PROBLEM DESCRIPTION: Format the lines below as a JSON list of strings, with one string per line and no entries for blank lines.

MATERIALS PROVIDED:
____________

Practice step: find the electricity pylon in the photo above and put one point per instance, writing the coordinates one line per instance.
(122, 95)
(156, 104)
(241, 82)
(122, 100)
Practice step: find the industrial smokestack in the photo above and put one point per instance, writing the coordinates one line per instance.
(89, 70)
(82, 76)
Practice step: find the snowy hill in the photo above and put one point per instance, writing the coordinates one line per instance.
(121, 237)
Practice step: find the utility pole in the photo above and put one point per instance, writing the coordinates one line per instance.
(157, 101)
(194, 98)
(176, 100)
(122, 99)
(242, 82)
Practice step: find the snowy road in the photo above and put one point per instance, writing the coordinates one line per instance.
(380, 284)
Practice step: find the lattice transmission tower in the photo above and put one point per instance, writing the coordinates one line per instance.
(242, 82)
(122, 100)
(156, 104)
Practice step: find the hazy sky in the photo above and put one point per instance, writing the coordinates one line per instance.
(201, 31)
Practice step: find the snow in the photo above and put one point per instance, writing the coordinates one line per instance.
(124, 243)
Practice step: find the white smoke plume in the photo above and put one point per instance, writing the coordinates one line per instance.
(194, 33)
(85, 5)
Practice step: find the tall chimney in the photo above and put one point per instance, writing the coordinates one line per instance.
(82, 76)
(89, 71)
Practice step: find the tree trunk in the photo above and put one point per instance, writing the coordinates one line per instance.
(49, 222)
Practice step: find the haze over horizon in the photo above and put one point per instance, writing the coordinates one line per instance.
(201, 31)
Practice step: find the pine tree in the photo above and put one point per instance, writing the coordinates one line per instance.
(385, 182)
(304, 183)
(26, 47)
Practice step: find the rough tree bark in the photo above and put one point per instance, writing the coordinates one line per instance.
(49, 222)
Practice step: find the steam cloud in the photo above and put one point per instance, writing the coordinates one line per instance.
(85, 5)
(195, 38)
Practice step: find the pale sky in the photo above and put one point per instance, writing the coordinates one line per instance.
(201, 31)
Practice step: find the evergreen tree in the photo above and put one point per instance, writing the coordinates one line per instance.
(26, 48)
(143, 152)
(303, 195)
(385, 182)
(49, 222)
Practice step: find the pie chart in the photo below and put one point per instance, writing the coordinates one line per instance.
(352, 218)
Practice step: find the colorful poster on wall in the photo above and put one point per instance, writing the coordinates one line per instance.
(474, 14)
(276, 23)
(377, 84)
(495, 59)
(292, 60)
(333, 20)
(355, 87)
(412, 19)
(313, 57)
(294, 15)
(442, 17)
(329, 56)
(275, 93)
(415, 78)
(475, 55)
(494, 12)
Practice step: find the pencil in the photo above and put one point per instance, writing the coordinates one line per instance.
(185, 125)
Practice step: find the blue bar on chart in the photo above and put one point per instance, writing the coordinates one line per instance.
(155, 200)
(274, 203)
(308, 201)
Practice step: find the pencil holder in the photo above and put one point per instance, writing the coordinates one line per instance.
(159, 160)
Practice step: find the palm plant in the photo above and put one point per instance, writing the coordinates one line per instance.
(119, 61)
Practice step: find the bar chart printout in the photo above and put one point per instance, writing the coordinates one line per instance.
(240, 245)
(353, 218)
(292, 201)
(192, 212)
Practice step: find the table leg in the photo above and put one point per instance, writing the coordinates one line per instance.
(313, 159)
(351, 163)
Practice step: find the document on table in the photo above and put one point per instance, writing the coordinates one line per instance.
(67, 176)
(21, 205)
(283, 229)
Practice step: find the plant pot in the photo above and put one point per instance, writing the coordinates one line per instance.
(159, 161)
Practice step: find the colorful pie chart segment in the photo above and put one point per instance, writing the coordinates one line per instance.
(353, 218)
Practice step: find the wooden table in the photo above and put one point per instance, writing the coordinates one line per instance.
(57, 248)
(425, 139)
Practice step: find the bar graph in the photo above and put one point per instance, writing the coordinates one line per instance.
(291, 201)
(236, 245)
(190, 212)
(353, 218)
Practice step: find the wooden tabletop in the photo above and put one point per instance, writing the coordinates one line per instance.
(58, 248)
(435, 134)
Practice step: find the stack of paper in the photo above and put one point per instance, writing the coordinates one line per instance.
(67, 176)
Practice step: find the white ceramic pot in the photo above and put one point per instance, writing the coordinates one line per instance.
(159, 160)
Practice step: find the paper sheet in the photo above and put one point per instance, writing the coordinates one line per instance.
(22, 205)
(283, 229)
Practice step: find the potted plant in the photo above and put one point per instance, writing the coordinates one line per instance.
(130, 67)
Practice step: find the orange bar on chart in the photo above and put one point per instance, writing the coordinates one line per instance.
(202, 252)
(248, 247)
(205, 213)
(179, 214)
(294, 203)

____________

RESPONSE TO THIS TASK:
[
  "Practice step: find the electricity pylon in the photo above and put one point per instance, writing the coordinates one line per instance.",
  "(122, 95)",
  "(156, 104)",
  "(241, 82)",
  "(122, 100)",
  "Practice step: find the industrial smokestack in the photo above and put one point per instance, writing the coordinates one line per instance.",
  "(89, 70)",
  "(82, 76)",
  "Practice step: find the snowy hill in the photo above and put one point per instance, writing the coordinates one line per instance.",
  "(121, 237)",
  "Practice step: find the utility pole in the photo above and put one point per instance, writing the coordinates one line per instance.",
  "(157, 101)",
  "(194, 98)",
  "(176, 100)",
  "(122, 99)",
  "(242, 82)",
  "Practice step: find the snowy road in the photo above and put one point per instance, writing the coordinates one line per instance.",
  "(380, 284)",
  "Practice step: find the lattice transmission tower in the photo above and put one point per instance, writing the coordinates one line per instance.",
  "(242, 82)",
  "(122, 100)",
  "(156, 104)",
  "Practice step: find the hazy sky in the photo above and put one point per instance, writing the coordinates one line per instance.",
  "(201, 31)",
  "Practice step: find the snow in the photo above and put one point per instance, writing the coordinates one line per instance.",
  "(124, 243)",
  "Practice step: find the white smoke plume in the photo above and put one point per instance, writing the coordinates one line per instance.",
  "(194, 33)",
  "(85, 5)",
  "Practice step: find the tall chimney in the photo above and put one point per instance, writing the coordinates one line per instance.",
  "(82, 76)",
  "(89, 71)",
  "Practice step: find the tree trunk in the photo above and put one point per instance, writing the coordinates one line per instance.",
  "(49, 222)",
  "Practice step: find the haze over horizon in the photo above and put one point per instance, writing the coordinates one line per instance.",
  "(201, 31)",
  "Practice step: find the pine tree in the photo above and put one point per instance, writing the coordinates one line per instance.",
  "(385, 182)",
  "(304, 183)",
  "(26, 47)",
  "Practice step: find the rough tree bark in the photo above and put one point per instance, writing the coordinates one line per instance.",
  "(49, 222)",
  "Practice step: find the steam cloud in the photo above and put one point per instance, writing the coordinates one line per instance.",
  "(85, 5)",
  "(195, 38)",
  "Practice step: find the pale sky in the photo above and put one point per instance, writing the coordinates one line per instance.",
  "(201, 31)",
  "Practice step: find the evergreen tree in the photo above and put one point per instance, writing the coordinates one line per instance.",
  "(26, 48)",
  "(143, 152)",
  "(303, 195)",
  "(385, 182)",
  "(49, 222)",
  "Practice step: find the pie chart in the photo below and put one point per instance, writing the coordinates one line per instance.",
  "(352, 218)",
  "Practice step: find the colorful poster on wall in the photo above and put one point per instance, writing the coordinates one line per instance.",
  "(474, 14)",
  "(276, 23)",
  "(377, 84)",
  "(495, 59)",
  "(292, 60)",
  "(333, 20)",
  "(355, 87)",
  "(412, 19)",
  "(313, 57)",
  "(294, 15)",
  "(442, 17)",
  "(329, 56)",
  "(275, 93)",
  "(415, 78)",
  "(475, 55)",
  "(494, 12)",
  "Practice step: find the pencil in the photo above and put one point per instance, writing the coordinates one line per instance.",
  "(185, 125)",
  "Practice step: find the blue bar on chart in the photo above and put one point per instance, writing the coordinates one line per instance.",
  "(155, 200)",
  "(274, 203)",
  "(308, 201)",
  "Practice step: find the pencil holder in the photo above and put one point per instance, writing the coordinates one line per instance.",
  "(159, 160)",
  "Practice step: find the palm plant in the photo above and put one point per instance, writing the coordinates one line per instance.",
  "(119, 61)",
  "Practice step: find the bar chart printout in the photo above and put one point per instance, writing the coordinates one line per instance.",
  "(240, 245)",
  "(353, 218)",
  "(292, 201)",
  "(192, 212)",
  "Practice step: find the table leg in the photo above and put one point per instance, writing the coordinates one line per instance.",
  "(313, 159)",
  "(351, 163)",
  "Practice step: find the document on table in the photo above and put one point per instance, writing the coordinates one line per instance.",
  "(67, 176)",
  "(21, 205)",
  "(283, 229)",
  "Practice step: find the plant pot in the photo above and put one point per instance, writing the coordinates one line per instance.",
  "(159, 161)",
  "Practice step: find the colorful pie chart segment in the photo above and put one point per instance, writing the coordinates one line per instance.",
  "(353, 218)",
  "Practice step: find the wooden table in the photo above and put one point per instance, writing the coordinates one line per instance.",
  "(57, 248)",
  "(425, 139)",
  "Practice step: find the bar graph in the photo above and put one point per instance, writing the coordinates one line per instance.",
  "(291, 201)",
  "(236, 245)",
  "(190, 212)",
  "(353, 218)",
  "Practice step: find the wooden tabletop in the photo above and put one point per instance, writing the coordinates one line per instance.",
  "(58, 248)",
  "(435, 134)",
  "Practice step: find the stack of paper in the photo above and put one point per instance, writing the coordinates one line per instance.",
  "(67, 176)",
  "Practice step: find the white ceramic pot in the photo above and put one point per instance, writing the coordinates one line per instance.",
  "(159, 160)",
  "Practice step: find the paper sheet in the photo above and put one point per instance, writing the coordinates one line per instance.",
  "(22, 205)",
  "(283, 229)",
  "Practice step: find the potted plant in the photo above and put one point per instance, writing the coordinates one line per instance.",
  "(130, 67)",
  "Practice step: find the orange bar on chart in the photo above and put one point per instance, writing the coordinates one line per instance.",
  "(202, 252)",
  "(248, 247)",
  "(205, 213)",
  "(179, 214)",
  "(294, 203)"
]